*Exercise brief*
Put the lines of the records into a JSON list of strings, beginning with the line that contains "Note: pick out each instance of the harbor" and continuing through the last line of the records. Each line becomes one string, and any blank lines are omitted.

[Stored dataset records]
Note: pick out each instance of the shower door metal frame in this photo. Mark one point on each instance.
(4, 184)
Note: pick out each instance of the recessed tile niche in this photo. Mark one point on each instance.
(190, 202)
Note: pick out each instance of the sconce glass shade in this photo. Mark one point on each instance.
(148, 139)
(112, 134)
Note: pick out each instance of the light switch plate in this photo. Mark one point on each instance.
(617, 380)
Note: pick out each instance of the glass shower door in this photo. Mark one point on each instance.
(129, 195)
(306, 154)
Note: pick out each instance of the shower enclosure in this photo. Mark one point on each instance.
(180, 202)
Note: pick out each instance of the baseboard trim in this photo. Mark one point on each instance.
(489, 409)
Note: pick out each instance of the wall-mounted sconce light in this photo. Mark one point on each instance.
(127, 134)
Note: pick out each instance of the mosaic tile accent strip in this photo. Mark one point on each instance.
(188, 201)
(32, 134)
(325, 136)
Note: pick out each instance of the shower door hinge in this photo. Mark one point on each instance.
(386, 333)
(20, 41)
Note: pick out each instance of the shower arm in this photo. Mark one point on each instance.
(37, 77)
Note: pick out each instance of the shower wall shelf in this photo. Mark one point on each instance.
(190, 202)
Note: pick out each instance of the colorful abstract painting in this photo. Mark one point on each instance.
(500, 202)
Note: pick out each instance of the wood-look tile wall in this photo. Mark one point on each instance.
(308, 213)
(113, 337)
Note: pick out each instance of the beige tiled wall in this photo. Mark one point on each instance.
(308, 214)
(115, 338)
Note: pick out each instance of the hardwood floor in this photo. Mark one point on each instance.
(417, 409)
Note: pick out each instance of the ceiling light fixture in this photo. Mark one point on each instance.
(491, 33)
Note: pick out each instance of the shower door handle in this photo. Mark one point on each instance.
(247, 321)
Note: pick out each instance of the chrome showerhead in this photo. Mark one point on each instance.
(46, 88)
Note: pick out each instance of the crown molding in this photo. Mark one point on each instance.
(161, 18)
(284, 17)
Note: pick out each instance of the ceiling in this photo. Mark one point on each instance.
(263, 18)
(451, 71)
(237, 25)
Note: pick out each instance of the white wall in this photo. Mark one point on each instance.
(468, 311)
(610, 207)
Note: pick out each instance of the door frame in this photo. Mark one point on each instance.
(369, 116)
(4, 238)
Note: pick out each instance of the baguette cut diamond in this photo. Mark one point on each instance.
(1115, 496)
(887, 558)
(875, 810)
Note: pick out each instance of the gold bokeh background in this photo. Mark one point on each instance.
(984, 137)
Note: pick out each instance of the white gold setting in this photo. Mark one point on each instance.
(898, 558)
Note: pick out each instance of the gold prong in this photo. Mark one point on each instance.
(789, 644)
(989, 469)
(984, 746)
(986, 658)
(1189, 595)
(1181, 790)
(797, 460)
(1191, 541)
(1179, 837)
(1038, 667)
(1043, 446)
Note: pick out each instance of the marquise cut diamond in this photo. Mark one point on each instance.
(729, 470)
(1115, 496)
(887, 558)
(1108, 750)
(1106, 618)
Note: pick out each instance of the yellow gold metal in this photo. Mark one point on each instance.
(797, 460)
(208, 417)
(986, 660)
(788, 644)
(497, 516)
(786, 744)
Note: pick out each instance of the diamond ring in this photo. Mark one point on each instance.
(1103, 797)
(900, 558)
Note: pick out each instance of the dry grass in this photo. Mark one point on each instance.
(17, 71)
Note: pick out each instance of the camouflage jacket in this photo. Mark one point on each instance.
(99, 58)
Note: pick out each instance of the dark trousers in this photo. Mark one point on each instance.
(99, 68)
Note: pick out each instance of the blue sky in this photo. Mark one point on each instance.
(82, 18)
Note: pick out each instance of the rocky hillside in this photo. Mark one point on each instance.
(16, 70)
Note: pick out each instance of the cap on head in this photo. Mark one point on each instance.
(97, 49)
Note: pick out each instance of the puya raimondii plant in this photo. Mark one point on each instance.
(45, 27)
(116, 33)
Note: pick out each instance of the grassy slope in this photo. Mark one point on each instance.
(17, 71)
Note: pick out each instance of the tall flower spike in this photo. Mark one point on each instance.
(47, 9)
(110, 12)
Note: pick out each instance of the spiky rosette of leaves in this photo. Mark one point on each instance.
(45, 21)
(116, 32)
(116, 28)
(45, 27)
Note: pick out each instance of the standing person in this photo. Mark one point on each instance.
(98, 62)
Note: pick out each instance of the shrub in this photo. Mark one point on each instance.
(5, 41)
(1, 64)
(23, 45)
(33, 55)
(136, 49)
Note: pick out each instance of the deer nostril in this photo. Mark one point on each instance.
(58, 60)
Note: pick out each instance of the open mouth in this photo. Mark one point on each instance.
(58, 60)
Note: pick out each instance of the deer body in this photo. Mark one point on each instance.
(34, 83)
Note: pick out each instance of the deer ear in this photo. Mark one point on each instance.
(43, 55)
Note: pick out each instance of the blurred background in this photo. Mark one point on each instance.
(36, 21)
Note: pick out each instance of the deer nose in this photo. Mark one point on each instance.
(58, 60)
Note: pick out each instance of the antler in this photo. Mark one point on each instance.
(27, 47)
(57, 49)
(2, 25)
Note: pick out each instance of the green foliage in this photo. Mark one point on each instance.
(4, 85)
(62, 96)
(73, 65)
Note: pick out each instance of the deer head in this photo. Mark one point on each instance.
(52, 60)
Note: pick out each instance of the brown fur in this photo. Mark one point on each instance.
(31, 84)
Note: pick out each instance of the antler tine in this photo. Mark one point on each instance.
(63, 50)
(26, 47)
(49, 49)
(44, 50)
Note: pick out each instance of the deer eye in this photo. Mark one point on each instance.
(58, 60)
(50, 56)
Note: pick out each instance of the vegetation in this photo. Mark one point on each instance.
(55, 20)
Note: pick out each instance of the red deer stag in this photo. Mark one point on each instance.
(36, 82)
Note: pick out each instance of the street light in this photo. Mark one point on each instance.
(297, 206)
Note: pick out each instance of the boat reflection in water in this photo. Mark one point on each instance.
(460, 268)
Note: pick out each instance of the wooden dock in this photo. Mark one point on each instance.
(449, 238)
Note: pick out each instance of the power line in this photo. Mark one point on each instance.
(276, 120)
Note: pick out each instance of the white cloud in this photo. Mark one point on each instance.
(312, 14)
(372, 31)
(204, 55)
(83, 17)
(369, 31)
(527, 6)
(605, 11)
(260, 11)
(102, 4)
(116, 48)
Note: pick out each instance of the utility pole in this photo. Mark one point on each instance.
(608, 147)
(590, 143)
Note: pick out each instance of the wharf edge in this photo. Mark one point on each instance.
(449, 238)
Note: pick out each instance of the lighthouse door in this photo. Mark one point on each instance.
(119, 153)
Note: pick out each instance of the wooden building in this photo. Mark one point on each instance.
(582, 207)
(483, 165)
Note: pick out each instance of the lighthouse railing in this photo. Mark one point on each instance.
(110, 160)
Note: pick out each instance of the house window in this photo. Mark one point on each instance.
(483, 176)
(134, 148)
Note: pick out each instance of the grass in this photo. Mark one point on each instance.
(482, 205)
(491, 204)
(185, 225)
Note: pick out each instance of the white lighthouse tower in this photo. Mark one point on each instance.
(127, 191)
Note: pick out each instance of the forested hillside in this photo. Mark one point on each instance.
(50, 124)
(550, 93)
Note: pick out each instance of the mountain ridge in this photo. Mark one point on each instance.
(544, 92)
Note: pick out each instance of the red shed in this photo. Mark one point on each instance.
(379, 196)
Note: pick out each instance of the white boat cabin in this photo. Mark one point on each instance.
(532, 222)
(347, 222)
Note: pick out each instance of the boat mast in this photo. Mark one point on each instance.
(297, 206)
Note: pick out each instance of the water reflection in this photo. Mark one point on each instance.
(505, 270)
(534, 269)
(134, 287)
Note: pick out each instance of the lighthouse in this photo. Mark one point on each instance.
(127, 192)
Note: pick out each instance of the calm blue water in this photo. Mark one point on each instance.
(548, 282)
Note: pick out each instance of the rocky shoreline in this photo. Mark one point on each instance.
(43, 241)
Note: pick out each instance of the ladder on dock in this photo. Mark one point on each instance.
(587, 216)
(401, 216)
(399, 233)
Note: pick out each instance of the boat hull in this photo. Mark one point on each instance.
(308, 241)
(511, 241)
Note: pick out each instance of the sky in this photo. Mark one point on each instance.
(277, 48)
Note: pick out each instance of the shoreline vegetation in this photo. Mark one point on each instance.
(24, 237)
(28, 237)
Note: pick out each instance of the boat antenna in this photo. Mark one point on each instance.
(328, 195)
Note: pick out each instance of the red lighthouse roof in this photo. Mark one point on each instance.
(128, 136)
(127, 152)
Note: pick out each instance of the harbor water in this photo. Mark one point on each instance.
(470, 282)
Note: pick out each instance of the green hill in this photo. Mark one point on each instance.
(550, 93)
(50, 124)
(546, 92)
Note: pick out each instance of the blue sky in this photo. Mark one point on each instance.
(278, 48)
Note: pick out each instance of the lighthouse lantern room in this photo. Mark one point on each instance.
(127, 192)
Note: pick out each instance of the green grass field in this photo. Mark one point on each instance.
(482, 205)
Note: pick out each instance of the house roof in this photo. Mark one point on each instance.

*The reply*
[
  "Note: pick out each instance of the harbor water in this photo. Mark one point on each instance.",
  "(470, 282)",
  "Note: pick out each instance of the green hill in this photo. Mark one point on each instance.",
  "(550, 93)",
  "(50, 124)",
  "(546, 92)",
  "Note: pick out each instance of the blue sky in this photo. Mark one point on each instance.",
  "(278, 48)",
  "Note: pick out each instance of the lighthouse lantern room in this photo. Mark one point on each instance.",
  "(127, 192)",
  "Note: pick out each instance of the green grass field in this photo. Mark one point on each instance.",
  "(482, 205)",
  "Note: pick out each instance of the house roof in this photo. Mark one point on each instance."
]